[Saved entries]
________
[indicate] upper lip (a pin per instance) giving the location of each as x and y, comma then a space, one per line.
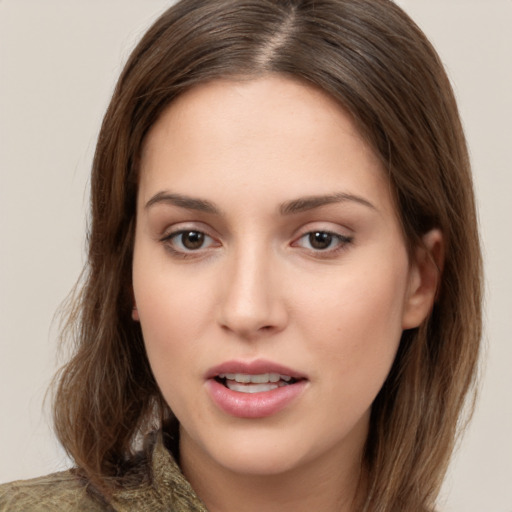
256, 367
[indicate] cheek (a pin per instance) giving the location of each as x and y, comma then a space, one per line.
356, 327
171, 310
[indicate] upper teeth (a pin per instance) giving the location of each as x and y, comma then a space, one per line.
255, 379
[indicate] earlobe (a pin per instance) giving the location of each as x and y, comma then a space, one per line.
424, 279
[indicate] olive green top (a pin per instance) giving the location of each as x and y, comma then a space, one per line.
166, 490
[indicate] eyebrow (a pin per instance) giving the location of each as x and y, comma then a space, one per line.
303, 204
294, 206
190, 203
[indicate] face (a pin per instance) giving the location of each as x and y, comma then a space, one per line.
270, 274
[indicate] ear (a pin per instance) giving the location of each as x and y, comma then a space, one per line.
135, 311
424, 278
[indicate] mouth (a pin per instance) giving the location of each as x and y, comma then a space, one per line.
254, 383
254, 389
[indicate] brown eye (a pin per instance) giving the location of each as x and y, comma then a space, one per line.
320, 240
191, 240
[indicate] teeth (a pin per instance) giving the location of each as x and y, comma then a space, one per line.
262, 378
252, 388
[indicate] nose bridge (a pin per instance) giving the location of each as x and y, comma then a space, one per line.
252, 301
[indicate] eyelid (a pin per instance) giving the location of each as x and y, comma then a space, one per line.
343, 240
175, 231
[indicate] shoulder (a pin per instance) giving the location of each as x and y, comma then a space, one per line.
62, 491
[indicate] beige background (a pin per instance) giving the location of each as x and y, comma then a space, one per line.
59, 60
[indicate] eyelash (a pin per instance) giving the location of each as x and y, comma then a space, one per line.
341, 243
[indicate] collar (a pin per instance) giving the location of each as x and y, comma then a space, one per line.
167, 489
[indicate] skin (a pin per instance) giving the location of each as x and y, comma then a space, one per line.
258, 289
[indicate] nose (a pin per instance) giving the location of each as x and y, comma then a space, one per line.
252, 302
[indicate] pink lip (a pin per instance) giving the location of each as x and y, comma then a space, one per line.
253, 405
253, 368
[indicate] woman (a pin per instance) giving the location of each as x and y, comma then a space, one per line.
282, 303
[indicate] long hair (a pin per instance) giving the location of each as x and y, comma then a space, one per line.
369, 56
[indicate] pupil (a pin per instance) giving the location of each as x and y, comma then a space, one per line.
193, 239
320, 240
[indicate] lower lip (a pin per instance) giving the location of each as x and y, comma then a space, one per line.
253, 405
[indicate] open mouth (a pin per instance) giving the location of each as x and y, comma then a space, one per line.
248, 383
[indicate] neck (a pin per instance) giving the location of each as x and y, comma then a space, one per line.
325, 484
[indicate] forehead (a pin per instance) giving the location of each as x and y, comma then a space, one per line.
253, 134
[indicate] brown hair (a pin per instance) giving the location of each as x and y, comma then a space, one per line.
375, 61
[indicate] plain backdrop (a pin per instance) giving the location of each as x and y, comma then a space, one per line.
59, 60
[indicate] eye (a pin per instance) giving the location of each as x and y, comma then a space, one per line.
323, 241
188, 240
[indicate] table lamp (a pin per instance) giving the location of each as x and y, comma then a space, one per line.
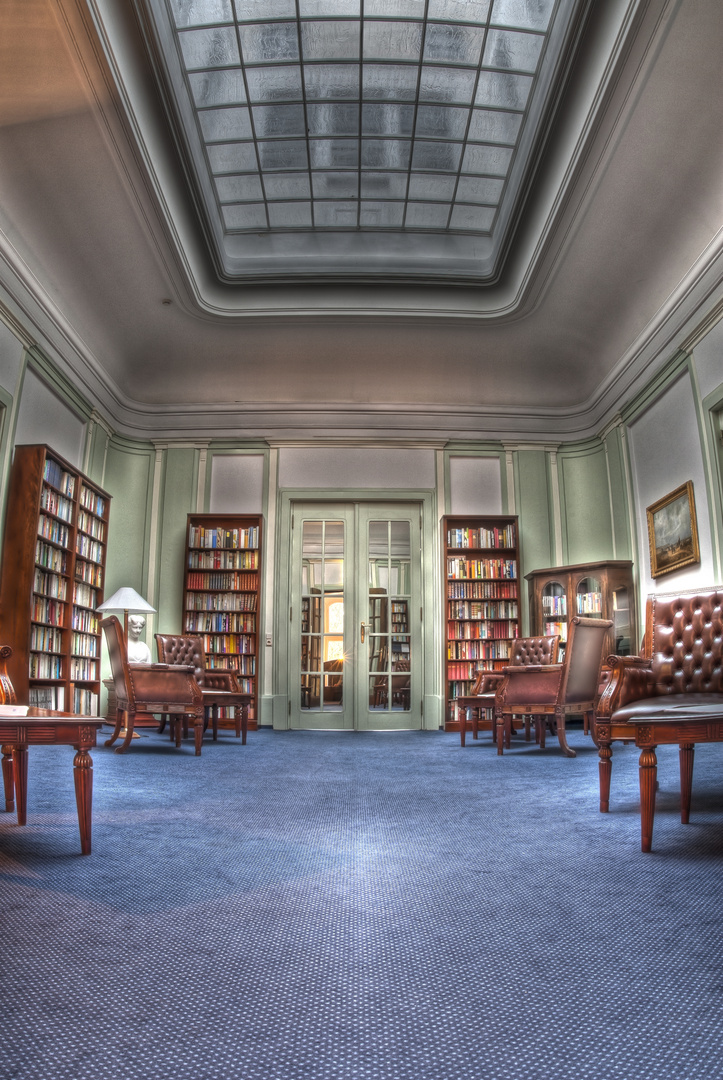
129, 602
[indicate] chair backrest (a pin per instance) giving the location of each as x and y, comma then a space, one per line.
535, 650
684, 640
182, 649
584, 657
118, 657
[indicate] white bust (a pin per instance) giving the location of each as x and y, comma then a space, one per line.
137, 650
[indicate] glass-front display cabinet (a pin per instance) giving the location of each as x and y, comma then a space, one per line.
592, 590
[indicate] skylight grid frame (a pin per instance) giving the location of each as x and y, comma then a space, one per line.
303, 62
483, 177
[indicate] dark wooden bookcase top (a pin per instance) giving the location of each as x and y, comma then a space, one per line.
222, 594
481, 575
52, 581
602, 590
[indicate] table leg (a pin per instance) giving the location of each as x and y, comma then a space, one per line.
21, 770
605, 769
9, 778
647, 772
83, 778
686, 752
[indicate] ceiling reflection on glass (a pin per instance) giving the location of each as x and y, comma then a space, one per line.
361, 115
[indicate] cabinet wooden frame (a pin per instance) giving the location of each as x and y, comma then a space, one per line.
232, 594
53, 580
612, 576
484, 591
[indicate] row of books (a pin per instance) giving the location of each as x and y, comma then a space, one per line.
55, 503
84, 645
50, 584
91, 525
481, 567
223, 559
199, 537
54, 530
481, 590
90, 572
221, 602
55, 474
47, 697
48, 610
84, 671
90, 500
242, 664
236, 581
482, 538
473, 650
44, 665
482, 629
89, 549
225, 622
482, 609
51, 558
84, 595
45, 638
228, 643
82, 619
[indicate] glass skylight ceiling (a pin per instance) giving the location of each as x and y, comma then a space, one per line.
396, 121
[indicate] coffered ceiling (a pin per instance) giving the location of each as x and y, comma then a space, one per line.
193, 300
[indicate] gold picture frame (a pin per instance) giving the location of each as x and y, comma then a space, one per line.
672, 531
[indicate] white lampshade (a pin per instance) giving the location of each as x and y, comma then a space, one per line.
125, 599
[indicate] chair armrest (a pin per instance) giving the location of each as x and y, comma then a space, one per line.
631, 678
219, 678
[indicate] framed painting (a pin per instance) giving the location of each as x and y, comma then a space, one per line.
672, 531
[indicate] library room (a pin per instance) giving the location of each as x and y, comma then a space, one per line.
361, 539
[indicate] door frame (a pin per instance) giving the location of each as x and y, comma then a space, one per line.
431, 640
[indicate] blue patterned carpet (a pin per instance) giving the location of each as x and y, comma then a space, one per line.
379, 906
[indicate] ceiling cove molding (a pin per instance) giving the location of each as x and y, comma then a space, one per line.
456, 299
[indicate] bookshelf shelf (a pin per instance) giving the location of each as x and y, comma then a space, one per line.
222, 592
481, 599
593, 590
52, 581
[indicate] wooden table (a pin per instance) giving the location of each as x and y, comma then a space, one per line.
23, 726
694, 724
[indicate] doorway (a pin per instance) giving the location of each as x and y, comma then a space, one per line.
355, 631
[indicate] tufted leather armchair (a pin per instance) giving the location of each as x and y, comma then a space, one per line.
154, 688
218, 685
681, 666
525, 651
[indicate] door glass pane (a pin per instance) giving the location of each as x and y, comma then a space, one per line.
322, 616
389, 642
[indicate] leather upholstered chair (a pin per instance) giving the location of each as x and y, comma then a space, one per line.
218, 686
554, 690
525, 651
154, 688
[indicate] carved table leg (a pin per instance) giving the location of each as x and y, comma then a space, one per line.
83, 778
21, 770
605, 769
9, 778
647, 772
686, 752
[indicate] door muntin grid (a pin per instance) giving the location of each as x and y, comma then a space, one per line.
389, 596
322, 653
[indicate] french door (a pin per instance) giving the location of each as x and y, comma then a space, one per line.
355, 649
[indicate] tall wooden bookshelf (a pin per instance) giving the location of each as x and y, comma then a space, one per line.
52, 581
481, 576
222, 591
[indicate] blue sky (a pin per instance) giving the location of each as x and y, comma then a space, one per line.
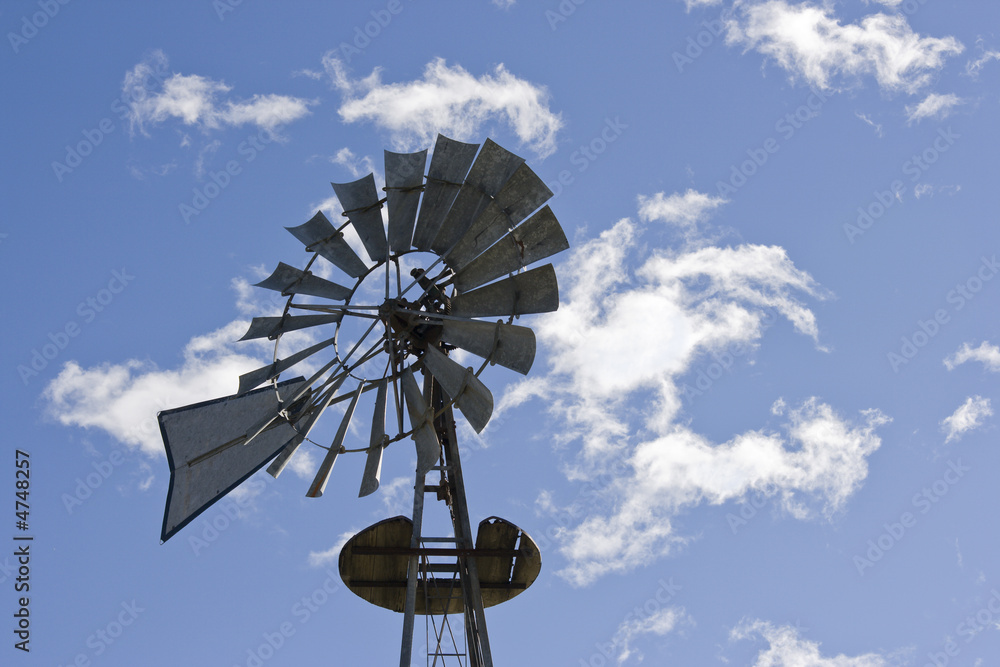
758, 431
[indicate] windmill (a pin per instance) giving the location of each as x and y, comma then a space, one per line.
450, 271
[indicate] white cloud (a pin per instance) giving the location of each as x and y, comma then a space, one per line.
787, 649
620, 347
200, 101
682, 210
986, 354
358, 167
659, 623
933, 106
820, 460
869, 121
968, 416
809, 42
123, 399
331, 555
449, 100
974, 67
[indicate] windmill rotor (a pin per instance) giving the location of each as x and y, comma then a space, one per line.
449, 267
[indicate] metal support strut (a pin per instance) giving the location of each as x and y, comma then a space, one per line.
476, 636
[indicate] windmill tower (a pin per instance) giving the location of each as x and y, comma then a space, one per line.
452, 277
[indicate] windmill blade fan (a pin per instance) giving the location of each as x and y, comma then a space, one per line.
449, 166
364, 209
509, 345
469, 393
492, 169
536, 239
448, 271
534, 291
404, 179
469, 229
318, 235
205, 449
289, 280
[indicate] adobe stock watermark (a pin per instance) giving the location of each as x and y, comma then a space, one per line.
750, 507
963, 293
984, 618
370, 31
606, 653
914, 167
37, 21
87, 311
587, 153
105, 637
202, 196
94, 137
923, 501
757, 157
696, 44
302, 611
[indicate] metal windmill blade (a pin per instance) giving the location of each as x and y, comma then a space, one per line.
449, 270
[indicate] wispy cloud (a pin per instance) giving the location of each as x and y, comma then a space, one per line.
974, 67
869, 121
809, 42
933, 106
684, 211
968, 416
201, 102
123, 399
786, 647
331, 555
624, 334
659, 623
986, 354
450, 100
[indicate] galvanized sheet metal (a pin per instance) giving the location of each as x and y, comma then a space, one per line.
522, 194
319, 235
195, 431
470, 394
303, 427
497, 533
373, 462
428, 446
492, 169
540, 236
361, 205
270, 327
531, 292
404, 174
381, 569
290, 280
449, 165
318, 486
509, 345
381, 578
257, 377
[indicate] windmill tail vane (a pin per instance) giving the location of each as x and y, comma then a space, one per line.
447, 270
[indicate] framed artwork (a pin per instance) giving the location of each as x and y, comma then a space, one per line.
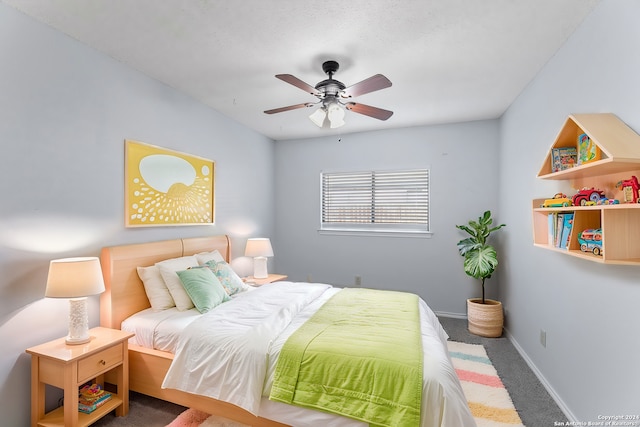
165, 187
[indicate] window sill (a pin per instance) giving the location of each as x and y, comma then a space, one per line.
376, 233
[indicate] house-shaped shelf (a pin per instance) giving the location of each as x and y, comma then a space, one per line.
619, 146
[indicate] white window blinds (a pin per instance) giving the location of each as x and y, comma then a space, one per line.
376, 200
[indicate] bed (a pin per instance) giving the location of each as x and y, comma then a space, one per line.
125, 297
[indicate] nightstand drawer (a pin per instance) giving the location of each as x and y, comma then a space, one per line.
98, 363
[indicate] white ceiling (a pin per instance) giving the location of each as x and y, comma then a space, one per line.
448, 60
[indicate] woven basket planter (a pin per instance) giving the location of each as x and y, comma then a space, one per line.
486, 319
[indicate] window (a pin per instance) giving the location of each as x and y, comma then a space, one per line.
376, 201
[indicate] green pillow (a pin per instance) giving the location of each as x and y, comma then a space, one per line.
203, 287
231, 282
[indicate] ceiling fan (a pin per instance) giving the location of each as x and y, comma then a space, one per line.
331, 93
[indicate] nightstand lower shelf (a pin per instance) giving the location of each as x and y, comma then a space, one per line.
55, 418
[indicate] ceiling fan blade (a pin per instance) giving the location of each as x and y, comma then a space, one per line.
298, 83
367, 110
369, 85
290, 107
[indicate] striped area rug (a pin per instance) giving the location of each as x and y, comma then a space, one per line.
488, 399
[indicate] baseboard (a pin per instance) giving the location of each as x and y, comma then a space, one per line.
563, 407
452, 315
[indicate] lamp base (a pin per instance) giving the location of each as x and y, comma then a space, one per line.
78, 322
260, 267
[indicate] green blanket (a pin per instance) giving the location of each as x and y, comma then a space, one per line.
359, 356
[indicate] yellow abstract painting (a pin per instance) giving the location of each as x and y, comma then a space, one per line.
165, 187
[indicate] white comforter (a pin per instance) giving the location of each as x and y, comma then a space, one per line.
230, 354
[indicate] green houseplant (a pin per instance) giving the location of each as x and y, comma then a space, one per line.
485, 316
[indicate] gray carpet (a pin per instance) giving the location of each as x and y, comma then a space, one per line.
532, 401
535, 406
________
Your response should consist solely of the lines from the one containing "[indicate] white comforter" to the end of the entries, both ends included, exactly as they appear.

[indicate] white comforter (a pin per instance) giving the location of each as x and y, comma then a space, one per line.
230, 354
[indicate] green houseplant (a pin per instance) giving the location of each as x and y, comma then a space, one per line.
485, 316
[indicate] gray carpet (a pin per instance) giving the location of each as x and y, comma then a space, one per line.
532, 401
535, 406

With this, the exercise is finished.